> **What the exercise asks**
Exactly the lines from the one containing "yellow fabric, each" through the end of the data below are to be reproduced, and nothing besides them.

>> Start Raw data

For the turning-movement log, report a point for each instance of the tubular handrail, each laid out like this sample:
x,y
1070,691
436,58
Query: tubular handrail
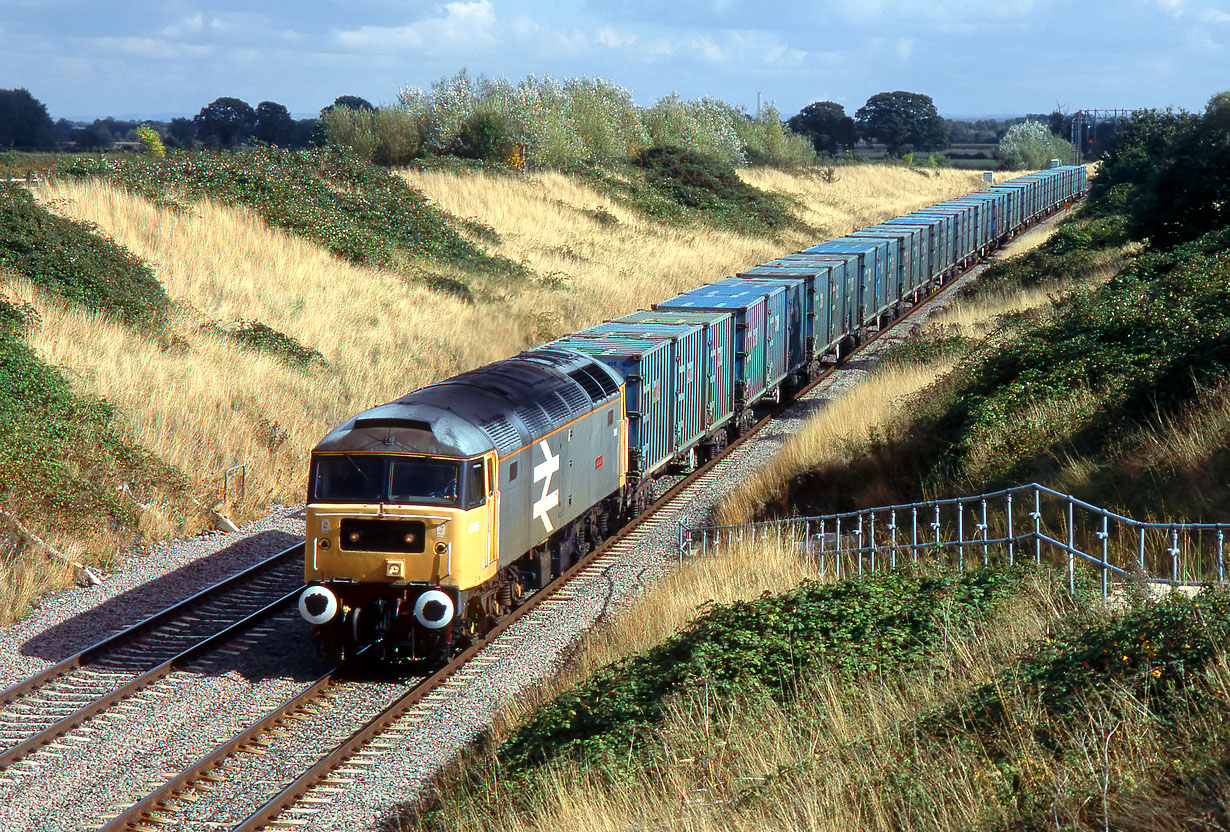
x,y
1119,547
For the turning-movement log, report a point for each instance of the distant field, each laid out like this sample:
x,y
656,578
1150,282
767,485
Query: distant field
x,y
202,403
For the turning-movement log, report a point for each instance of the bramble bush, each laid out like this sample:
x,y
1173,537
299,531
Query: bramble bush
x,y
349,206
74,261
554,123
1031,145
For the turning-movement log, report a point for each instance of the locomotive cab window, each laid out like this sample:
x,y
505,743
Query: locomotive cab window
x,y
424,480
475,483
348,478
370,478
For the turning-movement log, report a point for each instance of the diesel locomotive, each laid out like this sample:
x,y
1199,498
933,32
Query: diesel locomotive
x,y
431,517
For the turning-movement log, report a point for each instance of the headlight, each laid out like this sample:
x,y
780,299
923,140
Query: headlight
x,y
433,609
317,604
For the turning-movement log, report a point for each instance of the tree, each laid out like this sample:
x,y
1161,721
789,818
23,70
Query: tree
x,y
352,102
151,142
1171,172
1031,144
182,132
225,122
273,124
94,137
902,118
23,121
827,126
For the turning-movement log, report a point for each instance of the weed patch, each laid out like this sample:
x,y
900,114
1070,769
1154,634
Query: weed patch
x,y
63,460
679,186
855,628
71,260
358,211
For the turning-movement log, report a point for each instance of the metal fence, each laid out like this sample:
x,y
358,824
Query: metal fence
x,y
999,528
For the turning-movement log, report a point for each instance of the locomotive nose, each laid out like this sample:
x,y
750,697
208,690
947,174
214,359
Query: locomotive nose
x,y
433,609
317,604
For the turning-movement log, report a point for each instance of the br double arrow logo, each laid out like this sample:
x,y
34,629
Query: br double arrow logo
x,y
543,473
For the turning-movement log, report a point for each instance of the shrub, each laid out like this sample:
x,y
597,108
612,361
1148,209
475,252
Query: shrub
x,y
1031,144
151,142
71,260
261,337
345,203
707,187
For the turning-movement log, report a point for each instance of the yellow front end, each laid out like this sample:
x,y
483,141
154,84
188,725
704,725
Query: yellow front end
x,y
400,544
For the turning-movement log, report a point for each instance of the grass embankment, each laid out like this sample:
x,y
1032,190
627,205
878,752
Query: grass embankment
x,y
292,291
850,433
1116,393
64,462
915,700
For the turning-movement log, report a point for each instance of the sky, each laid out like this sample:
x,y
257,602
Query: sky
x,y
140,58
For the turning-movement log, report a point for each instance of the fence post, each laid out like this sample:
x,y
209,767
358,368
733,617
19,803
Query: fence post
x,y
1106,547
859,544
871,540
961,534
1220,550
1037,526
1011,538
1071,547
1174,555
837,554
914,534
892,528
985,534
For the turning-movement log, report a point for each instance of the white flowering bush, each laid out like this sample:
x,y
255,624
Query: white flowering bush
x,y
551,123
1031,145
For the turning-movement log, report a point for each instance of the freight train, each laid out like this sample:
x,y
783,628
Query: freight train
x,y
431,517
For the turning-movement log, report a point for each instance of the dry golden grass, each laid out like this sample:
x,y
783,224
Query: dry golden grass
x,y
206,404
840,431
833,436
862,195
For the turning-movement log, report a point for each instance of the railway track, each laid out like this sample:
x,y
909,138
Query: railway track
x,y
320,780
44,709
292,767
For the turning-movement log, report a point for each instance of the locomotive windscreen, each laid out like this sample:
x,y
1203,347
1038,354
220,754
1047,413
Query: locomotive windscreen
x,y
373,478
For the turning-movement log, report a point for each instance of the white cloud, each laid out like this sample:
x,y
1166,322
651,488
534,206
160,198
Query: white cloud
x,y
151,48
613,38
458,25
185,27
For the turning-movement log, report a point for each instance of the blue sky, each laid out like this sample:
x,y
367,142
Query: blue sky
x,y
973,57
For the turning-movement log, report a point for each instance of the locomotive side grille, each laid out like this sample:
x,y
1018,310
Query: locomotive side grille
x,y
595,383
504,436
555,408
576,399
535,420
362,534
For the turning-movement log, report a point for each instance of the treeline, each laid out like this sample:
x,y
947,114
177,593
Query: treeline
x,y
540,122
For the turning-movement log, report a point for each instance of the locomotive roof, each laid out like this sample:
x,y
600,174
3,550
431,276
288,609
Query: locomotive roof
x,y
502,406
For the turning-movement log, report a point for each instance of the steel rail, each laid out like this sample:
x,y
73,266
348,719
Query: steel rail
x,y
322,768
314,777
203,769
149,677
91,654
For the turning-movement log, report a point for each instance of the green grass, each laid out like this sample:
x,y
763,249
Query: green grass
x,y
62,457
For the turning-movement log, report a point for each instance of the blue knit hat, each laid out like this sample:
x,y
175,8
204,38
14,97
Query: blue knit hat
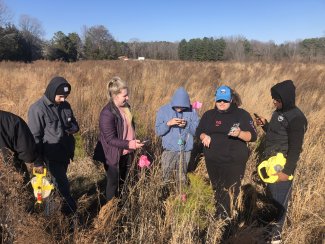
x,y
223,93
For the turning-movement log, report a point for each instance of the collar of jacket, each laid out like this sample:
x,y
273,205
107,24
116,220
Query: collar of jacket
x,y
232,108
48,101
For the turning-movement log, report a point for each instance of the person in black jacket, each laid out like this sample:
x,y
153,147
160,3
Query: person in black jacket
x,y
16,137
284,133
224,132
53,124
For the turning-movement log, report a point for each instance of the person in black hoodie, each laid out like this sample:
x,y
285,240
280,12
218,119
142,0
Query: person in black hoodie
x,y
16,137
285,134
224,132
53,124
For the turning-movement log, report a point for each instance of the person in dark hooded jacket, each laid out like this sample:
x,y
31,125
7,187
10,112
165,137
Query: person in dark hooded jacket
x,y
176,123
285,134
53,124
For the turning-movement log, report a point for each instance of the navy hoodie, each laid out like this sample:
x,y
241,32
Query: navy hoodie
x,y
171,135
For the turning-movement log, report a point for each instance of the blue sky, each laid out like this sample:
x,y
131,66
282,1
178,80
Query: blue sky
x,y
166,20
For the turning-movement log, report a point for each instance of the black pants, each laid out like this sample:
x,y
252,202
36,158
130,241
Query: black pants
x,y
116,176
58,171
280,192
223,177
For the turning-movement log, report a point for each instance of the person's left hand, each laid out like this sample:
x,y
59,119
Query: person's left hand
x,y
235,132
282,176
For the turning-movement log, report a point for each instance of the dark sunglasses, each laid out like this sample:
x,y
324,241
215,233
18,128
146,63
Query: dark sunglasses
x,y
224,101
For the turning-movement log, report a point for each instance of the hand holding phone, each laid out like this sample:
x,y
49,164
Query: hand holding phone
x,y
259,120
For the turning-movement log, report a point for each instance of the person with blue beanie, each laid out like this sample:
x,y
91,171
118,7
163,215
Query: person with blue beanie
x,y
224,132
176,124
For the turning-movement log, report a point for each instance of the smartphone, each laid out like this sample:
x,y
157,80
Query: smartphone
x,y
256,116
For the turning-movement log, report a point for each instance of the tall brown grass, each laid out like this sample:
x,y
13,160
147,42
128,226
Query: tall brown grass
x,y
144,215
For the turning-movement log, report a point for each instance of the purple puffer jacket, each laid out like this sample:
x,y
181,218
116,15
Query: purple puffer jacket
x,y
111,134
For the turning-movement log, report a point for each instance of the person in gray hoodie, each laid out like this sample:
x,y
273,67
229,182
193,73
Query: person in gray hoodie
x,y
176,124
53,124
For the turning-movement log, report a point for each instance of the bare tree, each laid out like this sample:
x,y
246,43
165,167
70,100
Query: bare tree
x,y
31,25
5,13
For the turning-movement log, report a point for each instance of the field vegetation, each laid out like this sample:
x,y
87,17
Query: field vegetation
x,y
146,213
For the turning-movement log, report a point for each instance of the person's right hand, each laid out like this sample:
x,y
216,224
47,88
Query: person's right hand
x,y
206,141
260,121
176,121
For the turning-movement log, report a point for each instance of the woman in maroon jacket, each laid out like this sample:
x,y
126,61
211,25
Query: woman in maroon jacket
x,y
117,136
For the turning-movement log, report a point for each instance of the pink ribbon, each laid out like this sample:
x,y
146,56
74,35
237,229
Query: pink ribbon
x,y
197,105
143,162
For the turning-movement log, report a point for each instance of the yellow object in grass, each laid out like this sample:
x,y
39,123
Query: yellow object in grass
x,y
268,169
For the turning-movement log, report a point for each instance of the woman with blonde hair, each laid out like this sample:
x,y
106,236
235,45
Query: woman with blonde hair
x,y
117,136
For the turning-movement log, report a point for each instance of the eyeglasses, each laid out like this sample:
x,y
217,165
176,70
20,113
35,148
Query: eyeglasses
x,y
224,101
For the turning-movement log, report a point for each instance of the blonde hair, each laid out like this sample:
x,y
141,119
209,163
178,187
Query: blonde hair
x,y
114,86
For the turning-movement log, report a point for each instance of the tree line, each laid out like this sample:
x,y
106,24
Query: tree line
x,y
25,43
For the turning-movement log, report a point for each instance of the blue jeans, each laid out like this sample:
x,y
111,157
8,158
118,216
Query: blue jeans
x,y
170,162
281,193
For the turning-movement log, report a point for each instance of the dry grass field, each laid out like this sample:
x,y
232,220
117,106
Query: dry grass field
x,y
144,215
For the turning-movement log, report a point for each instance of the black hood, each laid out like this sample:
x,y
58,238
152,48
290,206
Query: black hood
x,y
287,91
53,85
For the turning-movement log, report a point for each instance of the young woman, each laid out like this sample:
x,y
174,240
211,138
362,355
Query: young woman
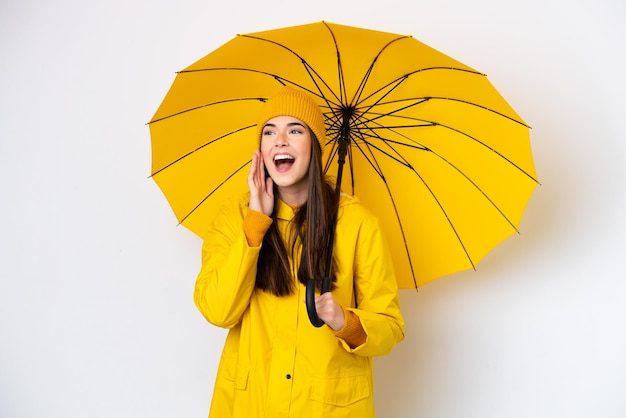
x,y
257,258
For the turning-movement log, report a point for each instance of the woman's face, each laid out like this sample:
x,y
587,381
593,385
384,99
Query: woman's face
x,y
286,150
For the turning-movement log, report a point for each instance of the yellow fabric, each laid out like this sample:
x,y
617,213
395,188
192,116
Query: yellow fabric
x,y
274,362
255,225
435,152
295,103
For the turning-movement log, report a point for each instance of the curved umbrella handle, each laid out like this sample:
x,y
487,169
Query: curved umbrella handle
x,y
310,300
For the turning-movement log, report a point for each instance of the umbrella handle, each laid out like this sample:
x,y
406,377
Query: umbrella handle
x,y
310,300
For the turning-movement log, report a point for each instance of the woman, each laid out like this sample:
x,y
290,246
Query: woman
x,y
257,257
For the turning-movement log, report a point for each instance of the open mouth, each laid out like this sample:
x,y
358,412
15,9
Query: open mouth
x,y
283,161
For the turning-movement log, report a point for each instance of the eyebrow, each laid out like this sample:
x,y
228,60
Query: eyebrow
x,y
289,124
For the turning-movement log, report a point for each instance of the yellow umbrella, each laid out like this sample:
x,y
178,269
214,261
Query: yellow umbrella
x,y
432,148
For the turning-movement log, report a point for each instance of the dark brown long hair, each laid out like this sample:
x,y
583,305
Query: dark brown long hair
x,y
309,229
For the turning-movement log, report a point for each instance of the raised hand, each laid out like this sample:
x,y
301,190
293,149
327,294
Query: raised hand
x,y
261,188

>> End Raw data

> **Output**
For the turning-movement log, report a point for each instance of the yellow fabric, each laid out like this sample:
x,y
617,213
395,188
192,116
Query: yellow fabric
x,y
274,362
255,225
435,152
295,103
For the turning-movement log, report a point for each instance of the curved umbrella handle, each laid out like this sample:
x,y
487,169
Query: curved umbrella handle
x,y
310,300
For the turning-movement log, report a point for each instance of the umbrella handle, each laid out like this sample:
x,y
406,377
Query: umbrella handle
x,y
310,300
For the turning-movement log, report a point for each instance of the woman, each laid out like this sample:
x,y
290,246
Query: woman
x,y
257,257
For the turning-movement log, report a point for each instance of the open mouth, each laid out like this sample:
x,y
358,412
15,9
Query: open mouth
x,y
283,161
For the turning-movement log, report a point for each instance of the eyebrow, each laid out like this sample:
x,y
228,60
Query: eyebrow
x,y
289,124
For the turning-movement log, report a point for each instance of the yellow umbrella, each laid out like this sample:
x,y
178,269
214,261
Query: yellow umbrella
x,y
432,148
For the turning-movement log, report a point for each instance of the dark brown long hair, each laid out like this sample:
x,y
583,305
Query: dark brown long hair
x,y
309,229
For the turning-movement log, report a point for each instance of the raised hand, each laid out like this sample:
x,y
301,190
293,149
327,294
Query: raised hand
x,y
261,188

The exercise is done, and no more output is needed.